[Excerpts from a point labeling dataset]
====
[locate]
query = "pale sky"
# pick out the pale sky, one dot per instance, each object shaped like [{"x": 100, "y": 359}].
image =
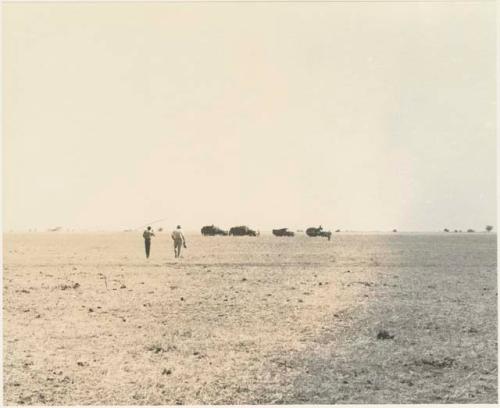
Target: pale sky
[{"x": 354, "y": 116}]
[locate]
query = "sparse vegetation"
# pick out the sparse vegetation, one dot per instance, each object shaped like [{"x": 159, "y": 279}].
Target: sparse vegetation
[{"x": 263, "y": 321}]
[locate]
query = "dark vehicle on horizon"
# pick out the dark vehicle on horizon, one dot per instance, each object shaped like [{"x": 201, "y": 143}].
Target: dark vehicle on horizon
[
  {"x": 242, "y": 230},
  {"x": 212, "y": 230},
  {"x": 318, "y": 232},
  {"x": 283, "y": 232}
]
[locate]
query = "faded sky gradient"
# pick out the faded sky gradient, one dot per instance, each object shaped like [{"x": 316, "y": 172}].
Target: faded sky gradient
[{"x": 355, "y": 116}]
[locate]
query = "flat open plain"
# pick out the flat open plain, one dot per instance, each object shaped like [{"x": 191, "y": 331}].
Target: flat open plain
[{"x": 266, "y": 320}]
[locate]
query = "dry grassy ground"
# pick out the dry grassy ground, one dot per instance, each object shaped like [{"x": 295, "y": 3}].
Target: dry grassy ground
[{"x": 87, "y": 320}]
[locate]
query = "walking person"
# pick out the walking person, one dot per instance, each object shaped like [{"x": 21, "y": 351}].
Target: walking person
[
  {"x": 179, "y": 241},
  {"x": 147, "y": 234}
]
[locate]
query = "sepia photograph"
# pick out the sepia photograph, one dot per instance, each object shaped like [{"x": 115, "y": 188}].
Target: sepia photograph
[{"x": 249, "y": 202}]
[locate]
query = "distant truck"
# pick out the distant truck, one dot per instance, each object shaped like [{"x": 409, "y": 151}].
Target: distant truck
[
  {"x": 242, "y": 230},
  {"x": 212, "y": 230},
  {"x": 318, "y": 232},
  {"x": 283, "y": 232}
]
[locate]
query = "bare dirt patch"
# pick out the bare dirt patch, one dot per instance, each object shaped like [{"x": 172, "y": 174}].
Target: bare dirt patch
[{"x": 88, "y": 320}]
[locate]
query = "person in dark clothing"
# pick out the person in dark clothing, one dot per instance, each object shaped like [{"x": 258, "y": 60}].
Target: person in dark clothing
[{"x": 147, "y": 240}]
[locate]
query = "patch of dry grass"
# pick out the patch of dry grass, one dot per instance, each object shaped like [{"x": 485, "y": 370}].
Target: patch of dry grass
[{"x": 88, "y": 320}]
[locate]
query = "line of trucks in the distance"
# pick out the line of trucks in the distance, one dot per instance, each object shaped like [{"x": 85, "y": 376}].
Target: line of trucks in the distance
====
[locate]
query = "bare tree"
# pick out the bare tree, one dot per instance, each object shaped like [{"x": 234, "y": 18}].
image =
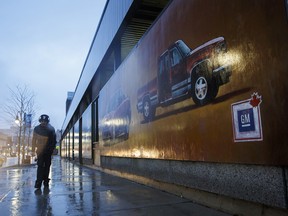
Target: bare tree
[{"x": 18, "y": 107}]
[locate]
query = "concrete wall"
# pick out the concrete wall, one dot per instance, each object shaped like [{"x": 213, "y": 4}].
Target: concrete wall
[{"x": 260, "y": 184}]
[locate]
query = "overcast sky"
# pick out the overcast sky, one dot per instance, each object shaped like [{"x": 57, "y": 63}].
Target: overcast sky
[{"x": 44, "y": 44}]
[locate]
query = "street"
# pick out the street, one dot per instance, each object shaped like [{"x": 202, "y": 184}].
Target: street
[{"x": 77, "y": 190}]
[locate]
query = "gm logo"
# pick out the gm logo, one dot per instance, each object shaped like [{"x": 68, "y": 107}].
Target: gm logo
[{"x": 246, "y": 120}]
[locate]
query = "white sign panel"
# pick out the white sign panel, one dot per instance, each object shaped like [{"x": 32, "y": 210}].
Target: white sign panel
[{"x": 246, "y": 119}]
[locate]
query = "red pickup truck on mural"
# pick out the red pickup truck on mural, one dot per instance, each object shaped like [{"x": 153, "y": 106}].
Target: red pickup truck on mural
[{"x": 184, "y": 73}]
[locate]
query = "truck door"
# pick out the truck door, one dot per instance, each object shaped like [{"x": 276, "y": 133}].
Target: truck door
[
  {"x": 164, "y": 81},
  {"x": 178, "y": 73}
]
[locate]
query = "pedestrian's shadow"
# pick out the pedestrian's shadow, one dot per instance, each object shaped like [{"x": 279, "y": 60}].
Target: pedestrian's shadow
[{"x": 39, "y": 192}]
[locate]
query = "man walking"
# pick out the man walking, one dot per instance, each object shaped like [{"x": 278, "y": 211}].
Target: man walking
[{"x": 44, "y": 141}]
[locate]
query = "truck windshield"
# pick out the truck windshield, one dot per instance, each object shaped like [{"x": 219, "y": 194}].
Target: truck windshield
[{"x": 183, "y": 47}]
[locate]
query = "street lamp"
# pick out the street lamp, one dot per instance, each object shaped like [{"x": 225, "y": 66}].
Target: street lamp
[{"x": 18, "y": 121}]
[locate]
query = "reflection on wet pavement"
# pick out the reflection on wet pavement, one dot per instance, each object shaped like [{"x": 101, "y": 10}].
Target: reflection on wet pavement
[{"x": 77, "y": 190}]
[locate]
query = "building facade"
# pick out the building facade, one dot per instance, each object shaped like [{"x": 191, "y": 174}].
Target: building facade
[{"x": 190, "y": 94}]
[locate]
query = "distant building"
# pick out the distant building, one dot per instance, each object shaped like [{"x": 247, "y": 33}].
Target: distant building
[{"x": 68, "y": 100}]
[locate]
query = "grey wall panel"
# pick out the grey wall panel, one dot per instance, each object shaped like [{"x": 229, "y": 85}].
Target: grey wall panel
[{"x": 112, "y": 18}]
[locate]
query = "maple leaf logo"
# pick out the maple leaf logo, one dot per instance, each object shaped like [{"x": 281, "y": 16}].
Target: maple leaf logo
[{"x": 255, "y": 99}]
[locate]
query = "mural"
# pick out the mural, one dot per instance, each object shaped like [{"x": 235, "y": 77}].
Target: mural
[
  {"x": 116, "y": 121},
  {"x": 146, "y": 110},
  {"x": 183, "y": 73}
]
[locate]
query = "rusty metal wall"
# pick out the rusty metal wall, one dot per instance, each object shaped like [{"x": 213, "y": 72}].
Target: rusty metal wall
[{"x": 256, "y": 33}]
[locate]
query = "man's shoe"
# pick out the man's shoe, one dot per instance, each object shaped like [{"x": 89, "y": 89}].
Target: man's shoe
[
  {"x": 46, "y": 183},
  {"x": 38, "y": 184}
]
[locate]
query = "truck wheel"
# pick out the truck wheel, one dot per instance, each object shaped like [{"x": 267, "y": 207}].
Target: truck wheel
====
# What you are asked to do:
List each line of the data above that contains the string "patch", copying the lines in full. Matching is case-sensitive.

# Response for this exercise:
query = "bare dirt patch"
# pick out the bare dirt patch, one dot per instance, each object shaped like [{"x": 172, "y": 174}].
Target: bare dirt patch
query = "patch of dry grass"
# pick out the patch of dry grass, one dot per instance, each object shaped like [{"x": 485, "y": 370}].
Target: patch of dry grass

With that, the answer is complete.